WHAT TO WORK ON
Write out all the data again, exactly as shown.
----
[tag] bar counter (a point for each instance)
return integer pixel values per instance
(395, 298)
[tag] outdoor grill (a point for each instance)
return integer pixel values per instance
----
EXERCISE ANSWER
[tag] bar counter (a point for each instance)
return integer pixel values per instance
(395, 298)
[tag] outdoor grill (a point for each instance)
return integer pixel values per instance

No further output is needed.